-- Travail à faire --
A. D'après le texte, pourquoi Marc ne supporte-t-il pas des termes comme « web » ou « modem » ? Répondez en une à trois phrases.
B. Résumez le texte en deux phrases.

-- Texte --

Il y a près de 20 ans j’ai écrit un roman : « un voyage contre la vitre ». Yves Berger directeur littéraire des éditions Grasset , m’avait apporté quelques conseils. Ce roman était presque parvenu au bout du long chemin de l’édition. Mais toute la nuance est dans le presque… Je le relis aujourd’hui et j’ai décidé comme pour Anton d’en publier quelques extraits, pour vous permettre de rencontrer quelques personnages : aujourd’hui faisons la connaissance de Marc, qui collectionne les mots…. Tiens, tiens peut-être une nouvelle rubrique à venir

Marc était amoureux des mots et s’était inquiété du jargon utilisé pour faire tourner cette planète Internet. En essayant de lire quelques brochures et articles dans la presse spécialisée il avait été surpris des possibilités offertes par ces nouvelles techniques. Mais il fut effrayé par la pauvreté de cet espèce de langage ésotérique. Il voulait bien admettre qu’il était obtus, mais il ne supportait pas ces termes artificiels, tels que web, cybercafé, e‑mail, modem. Ils lui rappelaient les onomatopées vociférées par les robots des mauvais dessins animés japonais. On ne savait jamais s’il s’agissait de véritables mots ou de sigles prononcés phonétiquement.

-- Données --
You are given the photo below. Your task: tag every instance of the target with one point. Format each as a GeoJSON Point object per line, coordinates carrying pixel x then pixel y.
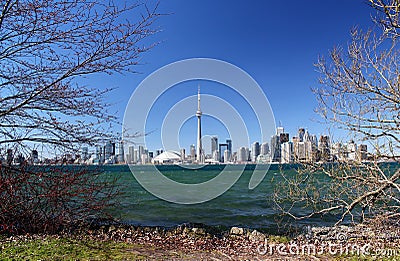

-- Réponses dans l'ordre --
A. Marc trouve ces termes artificiels : ils lui rappellent les onomatopées vociférées par les robots des mauvais dessins animés japonais. De plus, on ne sait jamais s'il s'agit de véritables mots ou de sigles prononcés phonétiquement.

B. Écrit il y a près de 20 ans et presque parvenu au bout du chemin de l'édition, le roman « un voyage contre la vitre » est relu aujourd'hui et publié en quelques extraits, en commençant par Marc, qui collectionne les mots. Amoureux des mots, Marc est surpris par les possibilités des techniques d'Internet, mais effrayé par la pauvreté de leur jargon, dont il ne supporte pas les termes artificiels.